### Task to carry out
Leave the pictures out. Return the rest of the listing below exactly.

### Material supplied
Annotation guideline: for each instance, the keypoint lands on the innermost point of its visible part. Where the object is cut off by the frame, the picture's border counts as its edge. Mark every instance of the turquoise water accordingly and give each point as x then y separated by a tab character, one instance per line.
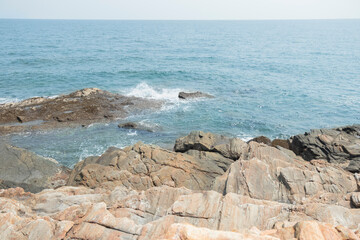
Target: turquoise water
272	78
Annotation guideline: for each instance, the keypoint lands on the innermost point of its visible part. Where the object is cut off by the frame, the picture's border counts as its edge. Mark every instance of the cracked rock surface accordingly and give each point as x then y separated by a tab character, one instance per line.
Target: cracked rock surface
209	187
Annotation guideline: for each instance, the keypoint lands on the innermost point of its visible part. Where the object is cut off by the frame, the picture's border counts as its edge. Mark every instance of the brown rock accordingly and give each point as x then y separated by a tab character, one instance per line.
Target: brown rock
355	199
338	145
191	95
281	143
19	167
141	167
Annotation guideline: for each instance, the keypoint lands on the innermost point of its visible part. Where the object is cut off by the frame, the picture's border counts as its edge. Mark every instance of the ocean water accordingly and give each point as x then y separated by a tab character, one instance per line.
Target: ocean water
272	78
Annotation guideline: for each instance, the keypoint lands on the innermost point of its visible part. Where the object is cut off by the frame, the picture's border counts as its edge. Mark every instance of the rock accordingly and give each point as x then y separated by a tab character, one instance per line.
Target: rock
197	140
261	139
213	187
130	125
205	161
355	199
79	108
191	95
142	166
139	126
264	172
166	213
188	232
21	168
338	145
280	143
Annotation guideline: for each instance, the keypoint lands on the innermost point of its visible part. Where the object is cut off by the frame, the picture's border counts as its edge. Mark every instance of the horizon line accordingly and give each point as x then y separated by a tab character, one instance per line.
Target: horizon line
129	19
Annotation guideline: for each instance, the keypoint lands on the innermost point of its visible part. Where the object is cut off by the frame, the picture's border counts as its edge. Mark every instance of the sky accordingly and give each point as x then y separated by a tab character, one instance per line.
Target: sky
180	9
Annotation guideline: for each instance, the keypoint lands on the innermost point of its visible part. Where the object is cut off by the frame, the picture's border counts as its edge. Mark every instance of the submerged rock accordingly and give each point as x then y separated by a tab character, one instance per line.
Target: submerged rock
206	161
19	167
191	95
138	126
211	187
261	139
338	145
82	107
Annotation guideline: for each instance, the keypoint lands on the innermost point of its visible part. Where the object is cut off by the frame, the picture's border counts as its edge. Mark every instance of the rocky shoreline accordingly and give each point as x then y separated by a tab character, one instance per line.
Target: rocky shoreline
80	108
208	187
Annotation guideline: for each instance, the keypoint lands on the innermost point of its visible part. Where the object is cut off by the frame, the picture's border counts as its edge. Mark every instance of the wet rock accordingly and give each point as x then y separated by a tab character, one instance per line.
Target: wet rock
21	168
191	95
138	126
261	139
280	143
142	166
82	107
338	145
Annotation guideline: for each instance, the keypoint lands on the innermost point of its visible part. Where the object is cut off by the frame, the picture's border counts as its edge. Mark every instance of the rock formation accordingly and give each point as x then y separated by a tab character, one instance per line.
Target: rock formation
19	167
82	107
192	95
337	145
209	187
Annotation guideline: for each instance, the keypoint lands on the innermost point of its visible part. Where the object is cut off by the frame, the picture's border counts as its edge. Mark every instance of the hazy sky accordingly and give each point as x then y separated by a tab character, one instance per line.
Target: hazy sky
180	9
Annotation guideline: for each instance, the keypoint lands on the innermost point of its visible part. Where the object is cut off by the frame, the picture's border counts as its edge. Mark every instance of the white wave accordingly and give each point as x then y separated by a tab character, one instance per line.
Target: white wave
143	90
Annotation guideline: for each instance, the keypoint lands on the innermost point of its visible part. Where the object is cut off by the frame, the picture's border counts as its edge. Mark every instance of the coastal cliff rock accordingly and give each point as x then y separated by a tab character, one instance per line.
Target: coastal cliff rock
205	161
338	145
165	213
269	173
19	167
81	107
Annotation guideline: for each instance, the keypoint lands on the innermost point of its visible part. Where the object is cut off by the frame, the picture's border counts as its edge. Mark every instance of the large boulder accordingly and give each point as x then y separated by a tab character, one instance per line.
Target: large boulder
143	166
19	167
338	145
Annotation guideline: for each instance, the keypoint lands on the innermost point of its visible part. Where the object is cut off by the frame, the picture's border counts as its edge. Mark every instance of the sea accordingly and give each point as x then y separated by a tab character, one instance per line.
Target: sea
275	78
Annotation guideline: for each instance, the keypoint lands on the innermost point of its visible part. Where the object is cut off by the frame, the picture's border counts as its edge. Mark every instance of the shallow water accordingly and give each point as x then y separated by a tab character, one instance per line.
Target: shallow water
272	78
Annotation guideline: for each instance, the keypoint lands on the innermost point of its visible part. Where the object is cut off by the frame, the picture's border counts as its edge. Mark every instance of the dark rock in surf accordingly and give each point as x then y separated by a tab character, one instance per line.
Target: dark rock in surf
137	126
338	145
191	95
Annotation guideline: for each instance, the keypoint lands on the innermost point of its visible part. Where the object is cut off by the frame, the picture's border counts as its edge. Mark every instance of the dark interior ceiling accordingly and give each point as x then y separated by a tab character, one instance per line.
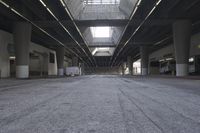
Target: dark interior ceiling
154	30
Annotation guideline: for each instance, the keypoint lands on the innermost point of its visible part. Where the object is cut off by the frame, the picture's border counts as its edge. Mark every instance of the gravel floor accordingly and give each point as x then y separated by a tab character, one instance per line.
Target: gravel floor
100	104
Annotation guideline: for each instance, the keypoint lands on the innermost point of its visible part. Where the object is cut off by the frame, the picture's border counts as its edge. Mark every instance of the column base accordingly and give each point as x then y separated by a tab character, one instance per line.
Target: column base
22	71
61	72
181	70
144	71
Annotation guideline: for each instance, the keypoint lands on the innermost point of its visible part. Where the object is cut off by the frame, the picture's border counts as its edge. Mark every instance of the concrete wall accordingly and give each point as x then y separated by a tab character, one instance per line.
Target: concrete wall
104	70
35	65
194	49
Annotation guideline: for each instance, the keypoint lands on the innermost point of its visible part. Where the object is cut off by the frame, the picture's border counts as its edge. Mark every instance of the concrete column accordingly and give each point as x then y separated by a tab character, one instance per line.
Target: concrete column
130	64
22	38
75	61
123	68
144	52
182	37
82	68
60	53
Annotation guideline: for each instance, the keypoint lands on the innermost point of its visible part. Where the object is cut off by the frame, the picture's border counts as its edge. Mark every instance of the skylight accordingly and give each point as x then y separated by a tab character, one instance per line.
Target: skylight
97	2
101	32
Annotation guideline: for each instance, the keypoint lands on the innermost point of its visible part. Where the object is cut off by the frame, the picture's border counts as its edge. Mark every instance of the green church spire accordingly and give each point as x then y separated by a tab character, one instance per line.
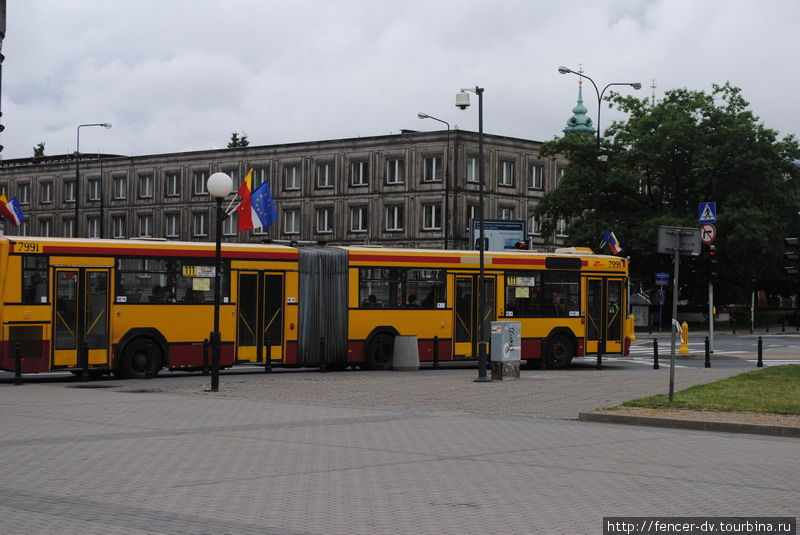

### Answer to the problem
Annotation guideline: for each instance, the keypoint lands on the innermost point of its visible part. Where the object is cut off by the frame, the picture's border counts as its edge. Mark every instance of the turquoise water accordingly and give each point as x then y separated by a tab character, one instance per line.
Target: turquoise water
272	78
Annotation guideline: for each instance, the keypoint lands on the innermost point of its visible part. Where the object is cut off by the frame, the picture's border counts as its edge. Mark every instance of the cracked rock surface accordingly and give each point as x then y separated by a tab character, one instance per line.
Target: cracked rock surface
209	187
Annotation guideline: for each instance, the keypoint lands on the innermost point of its visible part. Where the object is cut off by the frame, the picture's border counts as its edge. Mark every instance of the brown rock accordingly and give each point as x then y separated by a tab character, one instance per line.
Target: brown rock
355	199
338	145
191	95
281	143
19	167
141	167
Annotation guideline: for each instance, the keypoint lands on the innermost point of its visible part. Where the object is cut off by the frame, the picture's border counts as its edge. Mark every instance of the ocean water accordingly and give each point as x then y separated by a tab character, one instance per line.
Target: ocean water
272	78
Annotation guideline: for each instance, the keypoint lands on the innermost point of its visible part. Where the object is cut off by the frame, the picture's border counts as its edge. Mark every instance of the rock accordingly and give each point as x then y separated by a tab character, one instance per line.
Target: rock
197	140
261	139
213	187
130	125
205	161
355	199
79	108
191	95
142	166
139	126
264	172
166	213
188	232
21	168
338	145
280	143
Annotation guideline: for each instance, the keypoint lands on the innermost point of its visible part. Where the object is cut off by the frame, the picture's border counts as its edge. Mark every instance of the horizon line accordingly and give each point as x then y separated by a tab character, one instance per line.
Target: horizon line
129	19
Annotation guideline: for each instance, the keypoint lands on the innermost point of its visible part. Where the object is cut off by the frame, the picture's border counts as its edge. Mark every instance of the sky accordingly and give each point as x then y separated by a tab character, one instance per line.
Target: sky
180	9
Annotation guideline: for each instance, the keypoint lands on the innermost point of its visible part. Where the object is cut off by the frame, the picture's border counts as its edge. Mark every instance of the submerged rock accordingly and give each point as x then y separated by a tab character, one instance per line.
Target: submerged rock
206	161
19	167
191	95
138	126
211	187
261	139
338	145
82	107
Annotation guideline: for each instance, the keypoint lands on the innermost point of its visible part. Where the object is cut off by the frame, the picture's border counts as its edge. Mark every instance of the rocky shoreline accordingly and give each point as x then y separated by a tab character, one instance per line.
Target: rocky shoreline
80	108
208	187
Annotation guideline: for each instance, the keypoint lands on the innermost point of its visible part. Where the object is cut off by the frame, the picture's border counts as its edge. Mark every instance of the wet rock accordingly and give each point as x then y separated by a tab character, one instance per line.
Target: wet rock
21	168
191	95
138	126
261	139
280	143
142	166
82	107
338	145
Annotation guideline: for each instance, the keypoint lands on the innermost point of its visible part. Where the object is cut off by the frame, the picture's border counts as its edge. Mark every instance of the rock formation accordingly and give each point as x then y separated by a tab character, one instance per line.
Target: rock formation
19	167
82	107
192	95
337	145
209	187
Annotation guideline: for each instance, the keypoint lands on the innermost point of its visible part. Where the object is cut off by the frame, the picture's border counts as its edge. Mark every instance of the hazy sky accordingly and give each point as x then y separated by a tab character, one instance per line.
Target: hazy sky
180	9
Annotation guideline: for each instance, the keypoint lands on the innermost point of its visible part. Where the object is cut off by the frame, the picture's border counts as its edge. Mark every instance of the white wave accordingly and give each point as x then y separated by a tab character, one instance per line.
Target: white wave
143	90
Annotation guideline: for each instance, the keypoint lands on the innermost point of its visible part. Where the object is cut off by the frame, the picture's border counts as its edge. Mark every instance of the coastal cliff rock accordingly and give each point as x then y separated by a tab character, one instance per line.
Target: coastal cliff rock
205	161
338	145
165	213
269	173
19	167
81	107
Annotation guideline: for each instance, the keypoint lands on the innermost point of its visible part. Where the object is cut off by the frame, the picture's border counts as its edge. Mark every instance of the large boulder accordingly and give each point as x then y separated by a tab character, one instance per line.
Target: large boulder
143	166
19	167
338	145
Annotation guideline: for each instance, the keypoint lands on the innermost point of its visible part. Where the object is cut off by the frame, the picture's border counts as its edge. Mark every instance of the sea accordingly and give each point as x then y separated by a tab character, one instance per line.
Target: sea
275	78
Annotation guideline: for each instance, the keypoint lands on the innermost point of its visible part. Where the object is cut off by the frame, the picture's border counts as its edge. Mark every instance of the shallow water accordingly and give each point as x then y separated by a tab character, one instance per line.
Target: shallow water
272	78
Annotation guideline: for each instance, the keypoint lands on the innermost point of its visible part. Where the object is cut off by the frame, the picture's border counts as its edge. Mark every instance of the dark rock in surf accordingly and give each point as x then y separated by a tab character, one instance per line.
Target: dark rock in surf
137	126
338	145
191	95
Annotation guideline: for each instance, the keypoint lands on the innermost point of its visible part. Where the object is cut off by the frame, the picture's border counts as its edge. Mark every instance of the dark interior ceiling accordingly and give each point as x then y separated by a tab character, one instance per line.
Target: dark interior ceiling
154	30
Annotation guideline: for each instance, the keypoint lands on the innermost point of its visible part. Where the object is cut off by the frame, the picture's border counts as its edge. Mark every instance of the gravel floor accordingly and give each point as x then y separated by a tab character, one instance per line.
Target: gravel floor
100	104
Annotation guideline: for each instance, the keypoint lands on the innermost point of its visible part. Where the object is cut off by the frame, the picture's border counts as its edge. Mark every instance of the column base accordingly and give each point as x then y separated by a tab character, one instance per line.
Target: column base
22	71
61	72
181	70
144	71
Annotation guideline: for each instance, the keypoint lands on the innermost point of its visible part. Where the object is cut off by the frame, the picture's border counts as its edge. Mark every instance of the concrete wall accordingly and give each point as x then y separated by a tab character, one instance per line.
Target: concrete wall
104	70
35	65
194	49
Annotation guideline: for each instance, the keypoint lands on the innermost point of its visible part. Where the object is cut off by the frame, the picture's border counts as its edge. Mark every instance of the concrete column accordingly and give each point as x then y separated by a tab character, one instance per line.
Target: concrete column
130	64
22	38
75	61
123	68
144	52
182	37
82	68
60	53
Annotation guideline: for each instance, the keypoint lands on the innermost point of its visible part. Where the object is cut off by the frame, the picture's border counts as its edge. Mark every instance of the skylight accordingly and give each point as x then y separated by a tab character, one instance per line.
Target: skylight
97	2
101	32
Annotation guideline: for each instance, the keypoint lands on the innermost point of its visible part. Where the object is cut off by the frame, the picture's border counts as its edge. Mark every instance of the green church spire accordingly and give each point as x then y separated by a tab character, one instance per line.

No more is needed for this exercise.